LISTE DES TÂCHES
1. D'après l'extrait sur l'histoire de l'intelligence artificielle, dans quelles années l'idée des réseaux de neurones existait-elle déjà ?
2. Recopiez, dans l'extrait sur l'histoire de l'intelligence artificielle, le passage allant de « Aujourd’hui, nous sommes » jusqu'à « ou un chien ! ».

TEXTE DU DOCUMENT
★ ★ ★
François Pachet - En effet, il y a d’abord la période symbolique. C’est une période faste, dans les années 1970-80, avec la découverte des langages de programmation logique. À cette époque, les chercheurs insistent sur le fait qu’un programme doit manipuler des symboles et des concepts pour pouvoir réaliser une action dite « intelligente ». Par exemple, lorsque l’on dit : « Tous les hommes sont mortels, Socrate est un homme, donc Socrate est mortel », on parle de concepts en ce sens que ce ne sont pas des nombres. On s’est donc aperçu que l’on pouvait faire du raisonnement avec les machines, et pas simplement du calcul.
Aujourd’hui, nous sommes dans l’époque que je qualifierais de numérique, parce que l’on revient à une logique de réseaux de neurones. Et, là encore, l’idée n’est pas nouvelle : cela existait déjà dans les années 1950, mais pour des raisons scientifiques et techniques, cela marchait très mal. Dans ce modèle, il n’y a plus de connaissances exprimées sous forme de symboles : on donne des exemples à la machine, qui les transforme en vecteurs de nombres et propose des résultats. Si l’on donne à une machine des photos de chats et de chiens, elle va numériquement transposer ces images en matrice de nombres, et va les classer automatiquement pour reconnaitre un chat d’un chien. Mais on ne lui a jamais appris ce qu’était un chat ou un chien !
INA - Par conséquent, peut-on dire que la machine est « intelligente » ?
★ ★ ★
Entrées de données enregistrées
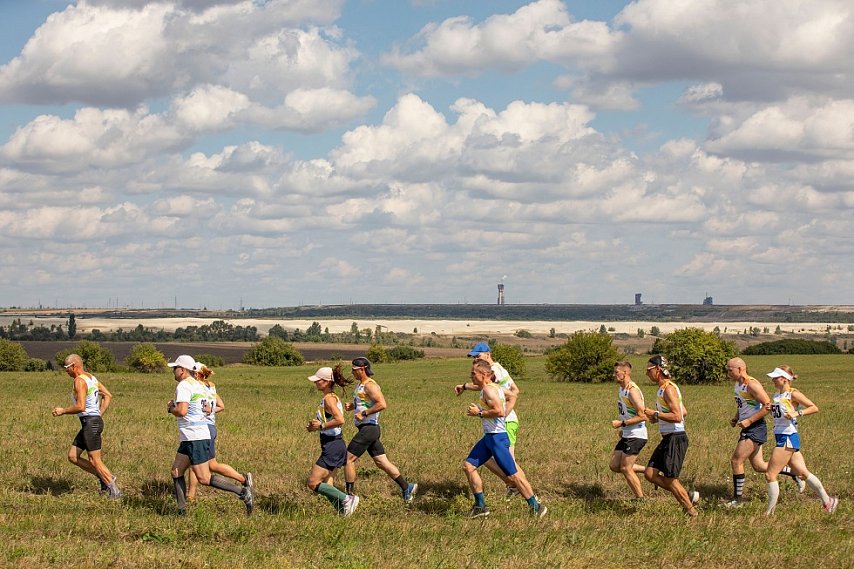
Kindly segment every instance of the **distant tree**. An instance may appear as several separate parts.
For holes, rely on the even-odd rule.
[[[68,339],[73,340],[75,336],[77,336],[77,320],[72,312],[68,315]]]
[[[243,354],[243,363],[259,366],[298,366],[305,362],[293,344],[267,336]]]
[[[611,381],[620,353],[608,334],[576,332],[546,355],[546,373],[558,381]]]
[[[162,372],[166,368],[166,356],[154,344],[136,344],[125,362],[141,373]]]
[[[496,344],[492,348],[492,359],[500,363],[513,379],[525,378],[527,366],[519,346]]]
[[[79,355],[83,359],[83,367],[92,373],[116,371],[117,368],[113,353],[97,342],[81,340],[75,346],[58,352],[54,360],[61,366],[69,354]]]
[[[670,361],[677,383],[719,383],[726,378],[727,360],[738,355],[735,344],[700,328],[685,328],[655,341],[653,353]]]
[[[18,342],[0,340],[0,371],[22,371],[30,356]]]

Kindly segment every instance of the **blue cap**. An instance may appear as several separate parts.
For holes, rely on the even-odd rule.
[[[469,357],[473,358],[478,354],[482,354],[484,352],[491,352],[491,351],[492,351],[492,349],[489,347],[489,344],[487,344],[486,342],[478,342],[477,344],[474,345],[474,348],[472,348],[471,351],[469,352]]]

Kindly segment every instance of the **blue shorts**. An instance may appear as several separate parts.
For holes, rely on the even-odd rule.
[[[472,447],[466,462],[475,468],[480,468],[490,458],[495,459],[495,463],[507,476],[513,476],[519,471],[516,468],[513,455],[510,454],[510,437],[507,436],[507,433],[486,433],[483,435],[483,438]]]
[[[795,452],[801,450],[801,437],[798,433],[792,433],[791,435],[778,435],[775,433],[774,439],[776,439],[778,447],[790,448]]]

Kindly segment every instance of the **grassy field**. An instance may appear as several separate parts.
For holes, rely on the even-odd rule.
[[[647,402],[655,388],[633,358]],[[174,515],[169,466],[177,448],[171,374],[106,374],[115,395],[105,417],[105,458],[126,498],[109,502],[97,482],[65,459],[75,417],[54,418],[67,404],[63,373],[0,374],[6,411],[0,419],[1,567],[851,567],[854,459],[846,446],[854,412],[847,384],[854,357],[753,357],[756,377],[789,363],[821,412],[803,421],[807,465],[841,505],[825,514],[809,493],[781,481],[777,513],[765,519],[765,483],[748,467],[744,508],[723,507],[731,488],[729,455],[737,431],[730,384],[683,387],[690,411],[683,483],[702,493],[701,516],[689,521],[669,494],[644,482],[649,499],[629,500],[620,475],[608,469],[617,434],[614,385],[550,382],[543,360],[528,361],[517,409],[520,464],[549,506],[539,521],[523,500],[505,502],[484,474],[492,515],[464,517],[471,505],[462,461],[480,437],[465,417],[465,359],[378,365],[376,379],[390,408],[383,413],[389,458],[420,485],[406,509],[397,487],[367,457],[360,462],[362,497],[352,518],[304,487],[318,454],[317,435],[303,429],[319,400],[306,380],[316,366],[230,367],[214,379],[227,410],[218,420],[219,458],[255,474],[256,512],[246,517],[231,495],[203,489],[186,518]],[[639,381],[642,380],[642,381]],[[770,381],[763,381],[771,389]],[[345,436],[354,429],[348,424]],[[645,463],[658,441],[652,428]],[[766,449],[766,457],[769,449]],[[339,476],[343,485],[343,473]]]

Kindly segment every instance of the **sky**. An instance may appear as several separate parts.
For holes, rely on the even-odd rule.
[[[0,306],[854,304],[850,0],[0,0]]]

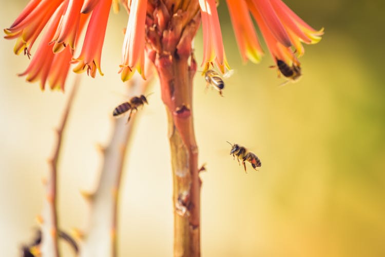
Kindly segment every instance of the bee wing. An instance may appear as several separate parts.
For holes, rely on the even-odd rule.
[[[223,74],[223,77],[224,78],[228,78],[230,77],[230,76],[233,76],[234,74],[234,70],[229,70],[227,71],[227,72],[226,72],[225,74]]]

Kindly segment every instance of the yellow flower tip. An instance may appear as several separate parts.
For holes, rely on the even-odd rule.
[[[29,251],[33,254],[33,256],[41,256],[42,255],[42,252],[40,251],[40,247],[38,245],[30,247]]]
[[[207,71],[210,69],[212,68],[214,68],[214,65],[211,62],[207,62],[206,63],[202,63],[201,66],[204,66],[204,68],[203,68],[203,70],[202,72],[202,75],[204,76],[204,73],[206,73]]]
[[[78,228],[73,228],[71,229],[71,234],[73,238],[78,240],[84,239],[84,233]]]
[[[135,70],[132,70],[129,66],[125,65],[119,65],[120,70],[118,73],[121,73],[121,78],[122,81],[125,82],[128,81],[131,77],[132,76],[133,73],[135,72]]]
[[[246,56],[248,60],[255,64],[261,62],[263,56],[263,52],[258,51],[257,49],[248,48],[246,50]]]
[[[72,69],[72,71],[75,72],[75,73],[81,73],[82,72],[84,72],[84,69],[86,67],[86,65],[83,63],[83,62],[80,62],[80,60],[79,59],[72,59],[72,61],[71,62],[72,63],[79,62],[78,64],[78,65]]]
[[[112,0],[112,9],[114,13],[118,13],[120,10],[119,2],[118,0]]]

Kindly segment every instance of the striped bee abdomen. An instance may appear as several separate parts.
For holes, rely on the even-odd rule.
[[[224,87],[224,83],[222,78],[219,76],[213,76],[211,77],[211,80],[213,82],[213,84],[214,86],[218,88],[219,89],[223,89]]]
[[[113,110],[112,115],[113,116],[118,116],[118,115],[124,113],[130,109],[131,109],[131,105],[128,102],[126,102],[116,108]]]
[[[277,65],[278,66],[279,71],[285,77],[291,77],[292,76],[294,72],[293,69],[286,64],[286,63],[280,60],[277,60]]]

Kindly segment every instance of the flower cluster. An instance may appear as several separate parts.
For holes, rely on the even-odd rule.
[[[40,81],[43,89],[48,80],[51,88],[62,90],[71,63],[76,64],[75,72],[86,71],[94,77],[98,71],[103,75],[101,56],[107,23],[111,5],[117,9],[118,1],[129,14],[120,65],[122,80],[129,79],[136,70],[144,78],[149,72],[150,62],[147,57],[151,51],[147,45],[153,44],[148,36],[153,28],[149,24],[154,23],[149,21],[149,13],[157,19],[161,37],[164,35],[161,30],[171,21],[170,13],[183,17],[178,22],[183,26],[200,13],[204,41],[202,66],[205,70],[215,63],[222,72],[228,69],[216,0],[31,0],[12,25],[4,30],[5,38],[17,38],[14,52],[24,52],[29,57],[34,43],[46,27],[30,65],[20,75],[27,75],[29,82]],[[226,2],[245,61],[258,63],[263,54],[250,14],[276,63],[283,62],[288,67],[299,67],[297,57],[304,53],[302,43],[316,43],[323,34],[322,29],[313,29],[281,0]],[[81,52],[75,57],[74,50],[86,27]]]

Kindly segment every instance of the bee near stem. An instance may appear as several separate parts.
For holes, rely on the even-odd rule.
[[[148,97],[150,94],[148,94],[147,96]],[[113,110],[112,115],[114,116],[119,116],[130,111],[130,114],[128,115],[128,118],[127,121],[127,122],[128,122],[131,118],[132,111],[134,110],[135,111],[138,111],[138,108],[140,106],[143,107],[144,104],[148,104],[146,96],[143,94],[139,96],[133,96],[130,99],[129,101],[124,102],[117,106]]]
[[[245,172],[247,173],[246,171],[246,162],[250,163],[253,167],[253,168],[256,170],[257,170],[256,168],[257,167],[261,167],[262,164],[261,161],[258,157],[258,156],[254,153],[248,151],[245,147],[240,146],[237,144],[234,144],[234,145],[228,141],[226,141],[232,146],[232,149],[230,151],[230,154],[233,155],[234,159],[235,156],[237,156],[237,161],[238,162],[238,164],[240,165],[240,162],[239,162],[240,159],[242,160],[242,164],[243,165],[243,168],[245,170]]]

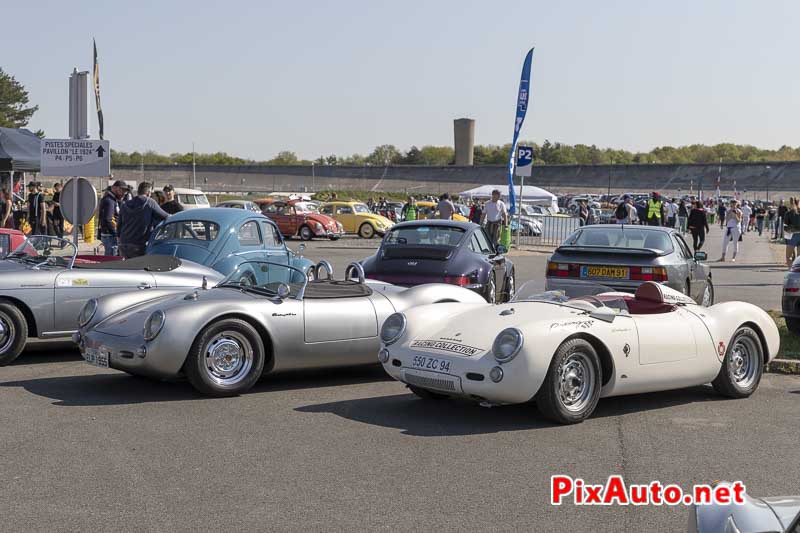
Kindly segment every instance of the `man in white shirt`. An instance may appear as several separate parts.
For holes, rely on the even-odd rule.
[[[500,240],[500,229],[504,224],[508,224],[508,209],[500,199],[500,191],[495,189],[492,191],[492,199],[483,207],[483,218],[481,219],[481,225],[486,228],[489,239],[495,245]]]
[[[750,215],[753,214],[753,209],[750,207],[750,204],[747,201],[743,202],[742,205],[742,229],[740,230],[739,234],[744,235],[748,231],[750,231]]]
[[[667,205],[664,206],[664,209],[667,212],[667,226],[674,228],[675,221],[678,217],[678,204],[675,203],[675,198],[668,200]]]

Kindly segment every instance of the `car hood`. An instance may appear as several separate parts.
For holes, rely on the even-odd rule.
[[[366,219],[369,219],[369,220],[374,220],[375,222],[382,222],[385,226],[391,226],[391,225],[394,224],[394,222],[392,222],[388,218],[386,218],[384,216],[381,216],[381,215],[376,215],[374,213],[355,213],[355,215],[357,217],[366,218]]]
[[[511,309],[514,311],[510,312]],[[523,325],[529,327],[533,322],[545,320],[556,323],[560,318],[575,317],[573,312],[574,309],[542,302],[470,306],[462,313],[449,314],[444,323],[421,328],[410,341],[457,342],[482,353],[492,347],[494,338],[506,328],[521,329]]]
[[[196,298],[194,296],[195,294],[197,294]],[[169,317],[170,311],[174,312],[181,307],[189,305],[219,305],[224,307],[232,302],[232,300],[237,299],[241,301],[242,298],[253,298],[253,296],[229,288],[170,291],[167,294],[161,293],[150,300],[118,311],[101,322],[98,322],[93,329],[100,333],[106,333],[116,337],[128,337],[141,333],[144,321],[150,316],[150,313],[156,310],[164,311],[167,317]],[[167,324],[169,324],[169,321]]]
[[[319,222],[326,228],[336,228],[337,224],[333,217],[329,217],[328,215],[323,215],[321,213],[301,213],[306,220],[311,220],[312,222]]]

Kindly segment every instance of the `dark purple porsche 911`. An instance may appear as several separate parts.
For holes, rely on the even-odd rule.
[[[375,255],[361,264],[370,279],[404,287],[451,283],[495,303],[510,300],[516,287],[514,264],[505,252],[477,224],[418,220],[393,226]]]

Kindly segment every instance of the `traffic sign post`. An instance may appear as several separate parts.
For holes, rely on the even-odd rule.
[[[94,139],[42,139],[43,176],[111,175],[111,150],[108,141]]]
[[[517,248],[522,235],[522,194],[525,188],[525,177],[531,176],[533,168],[533,148],[530,146],[517,146],[517,160],[514,173],[519,176],[519,208],[517,209]]]
[[[72,224],[72,241],[78,246],[78,226],[86,224],[97,209],[97,189],[86,178],[72,178],[61,191],[61,212]],[[84,241],[86,236],[84,236]]]

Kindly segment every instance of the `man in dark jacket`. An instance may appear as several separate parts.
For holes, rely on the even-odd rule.
[[[183,211],[183,206],[175,197],[175,188],[172,185],[164,185],[163,190],[165,202],[161,204],[161,209],[170,215],[174,215],[175,213],[180,213]]]
[[[152,191],[153,186],[143,181],[139,184],[137,196],[120,207],[119,252],[126,259],[144,255],[153,229],[169,216],[150,198]]]
[[[105,194],[100,199],[100,209],[98,218],[100,219],[100,242],[106,255],[117,255],[119,245],[119,233],[117,232],[119,222],[119,204],[128,190],[128,184],[122,180],[117,180],[114,185],[106,189]]]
★ ★ ★
PROBLÈMES RÉSOLUS
1. Dans les années 1950.

2.
Aujourd’hui, nous sommes dans l’époque que je qualifierais de numérique, parce que l’on revient à une logique de réseaux de neurones. Et, là encore, l’idée n’est pas nouvelle : cela existait déjà dans les années 1950, mais pour des raisons scientifiques et techniques, cela marchait très mal. Dans ce modèle, il n’y a plus de connaissances exprimées sous forme de symboles : on donne des exemples à la machine, qui les transforme en vecteurs de nombres et propose des résultats. Si l’on donne à une machine des photos de chats et de chiens, elle va numériquement transposer ces images en matrice de nombres, et va les classer automatiquement pour reconnaitre un chat d’un chien. Mais on ne lui a jamais appris ce qu’était un chat ou un chien !